**REQUIREMENT:**
Every record that follows must be given again exactly.

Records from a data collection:

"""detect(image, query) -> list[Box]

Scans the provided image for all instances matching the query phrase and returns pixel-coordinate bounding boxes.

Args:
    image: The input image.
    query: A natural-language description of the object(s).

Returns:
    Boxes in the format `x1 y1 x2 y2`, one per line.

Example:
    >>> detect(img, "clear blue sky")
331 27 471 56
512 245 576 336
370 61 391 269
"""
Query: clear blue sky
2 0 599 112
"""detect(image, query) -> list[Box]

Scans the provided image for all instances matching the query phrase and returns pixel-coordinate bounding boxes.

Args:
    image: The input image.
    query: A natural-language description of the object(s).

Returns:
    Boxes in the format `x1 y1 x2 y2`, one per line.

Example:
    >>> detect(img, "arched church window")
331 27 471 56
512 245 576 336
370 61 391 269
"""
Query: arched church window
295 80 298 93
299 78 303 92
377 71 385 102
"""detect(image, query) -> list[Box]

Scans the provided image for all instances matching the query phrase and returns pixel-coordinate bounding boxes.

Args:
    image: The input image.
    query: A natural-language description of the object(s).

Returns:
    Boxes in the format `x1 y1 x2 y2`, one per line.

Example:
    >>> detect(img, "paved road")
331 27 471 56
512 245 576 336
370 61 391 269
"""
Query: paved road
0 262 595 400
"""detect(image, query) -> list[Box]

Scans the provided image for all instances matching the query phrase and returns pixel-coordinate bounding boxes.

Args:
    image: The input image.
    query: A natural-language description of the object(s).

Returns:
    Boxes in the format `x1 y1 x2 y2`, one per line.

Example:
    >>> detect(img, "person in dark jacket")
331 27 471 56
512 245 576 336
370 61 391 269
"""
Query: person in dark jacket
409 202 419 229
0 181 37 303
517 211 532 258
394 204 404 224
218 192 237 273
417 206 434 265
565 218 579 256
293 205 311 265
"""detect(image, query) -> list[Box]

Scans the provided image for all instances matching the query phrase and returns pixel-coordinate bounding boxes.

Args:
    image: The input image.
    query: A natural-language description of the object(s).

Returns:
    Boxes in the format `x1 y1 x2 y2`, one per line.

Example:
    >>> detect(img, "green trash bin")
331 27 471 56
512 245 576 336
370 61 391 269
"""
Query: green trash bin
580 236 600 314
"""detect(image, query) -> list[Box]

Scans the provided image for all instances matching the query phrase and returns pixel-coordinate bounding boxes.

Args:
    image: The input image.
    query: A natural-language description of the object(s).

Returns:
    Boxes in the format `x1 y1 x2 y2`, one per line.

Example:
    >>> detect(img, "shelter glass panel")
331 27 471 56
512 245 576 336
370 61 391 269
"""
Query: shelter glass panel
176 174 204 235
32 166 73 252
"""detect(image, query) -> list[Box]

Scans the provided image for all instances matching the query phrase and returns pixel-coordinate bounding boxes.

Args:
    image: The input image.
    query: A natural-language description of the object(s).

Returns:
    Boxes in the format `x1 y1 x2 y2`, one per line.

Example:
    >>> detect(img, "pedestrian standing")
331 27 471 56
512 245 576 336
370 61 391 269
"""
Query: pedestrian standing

**RESPONSE BELOW:**
"""detect(image, query) -> list[Box]

Scans the provided image for all instances matching the query phrase and returns pixel-coordinate bounding boxes.

Args:
    image: The input image.
    query: A natural-language description of the object(s).

Returns:
    Boxes in the format `x1 y1 x2 y2`, one per line.

Example:
    >>> detect(img, "clear blue sky")
331 27 471 56
512 245 576 336
370 61 391 269
"""
Query: clear blue sky
2 0 599 112
"""detect(image, query) -> list[Box]

Scans the provided image for all instances matching the query phrase and returns pixel-coordinate bounding boxes.

Args:
    image: The input image.
    query: A natural-language description of the object(s).

Returns:
    Boxes in the format `x1 y1 x2 y2`, one per line.

Example:
    >>> detect(img, "arched church window")
331 27 471 56
512 245 576 336
370 61 391 269
"""
Query: arched church window
295 80 298 93
299 78 303 92
377 71 385 102
"""detect(image, query) -> list[Box]

Scans the provided image for all instances matching the query phrase and returns pixel-coordinate bounding boxes.

Args:
    image: The input image.
    query: A natural-language description of the object(s).

Returns:
    Boxes in the format `x1 y1 x2 y2`, one per line.

Example:
    >>> detect(img, "paved road")
331 27 471 56
512 245 576 336
370 61 391 269
"""
Query: paved road
0 262 595 400
"""detect(image, query) -> list[Box]

Scans the provided image for all instances matching the query phrase and returns pixel-coordinate bounding boxes.

Args:
    image: The input image.
    query: A natural-language description of the object(s).

Returns:
    Boxes in the format `x1 y1 x2 y2`, one per line.

Example:
    >>> detect(img, "person in dark jacket")
331 27 471 56
512 245 576 336
370 61 391 269
"""
Query: person in dark jacket
409 202 419 229
0 181 37 303
517 211 532 258
394 204 404 224
218 192 237 273
417 206 434 265
565 218 579 256
293 205 311 265
"""detect(image, query) -> list[Box]

Scans the provided image for all instances matching the query phrase and returns pixel-coordinate bounding boxes.

Args:
    image: The input image.
    query: A natural-language description of the object(s).

Returns:
    Boxes in the format `x1 y1 x2 y2`, one per line.

Example:
    >>> detect(img, "green trash bin")
331 27 471 56
512 245 576 336
370 61 391 269
"""
Query: green trash bin
580 236 600 314
"""detect(image, query) -> list[Box]

Scans the provided image for all instances matching the query phrase and returns pixel-coordinate bounding boxes.

Args:
    image: The input image.
    query: A natural-language description of the object(s).

Returns:
    Boxes in the format `x1 y1 x2 y2`, one per line.

Example:
    >>> detect(img, "shelter glass panel")
331 27 471 56
512 245 576 336
370 61 391 269
"""
Query: shelter glass panel
176 174 204 235
32 166 73 252
"""detect(image, query) -> list[Box]

Scans the provided image for all instances matching the query phrase and returns pixel-coordinate bounding boxes.

Args:
    image: The input image.
    query: A natural-language description of the object(s).

Returns:
    Boxes in the format `x1 y1 x2 y2`, one per line.

Example:
    >>> detect(img, "pedestrian standing")
331 27 471 56
512 245 576 336
370 61 391 269
"""
Query: pedestrian standing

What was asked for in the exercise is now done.